** Task instructions **
Lay out all of the data below as a two-column CSV headed instruction and response. Give one row for each text and its answer, with each value in a single quoted field and line breaks replaced by spaces.
#####
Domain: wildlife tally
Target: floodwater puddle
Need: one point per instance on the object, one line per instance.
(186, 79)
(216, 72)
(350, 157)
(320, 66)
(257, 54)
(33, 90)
#####
** Result of the task **
instruction,response
"Domain: wildlife tally Target: floodwater puddle Need: one point per instance on the object, one line per instance.","(186, 79) (216, 72) (350, 157) (320, 66) (257, 54) (33, 90)"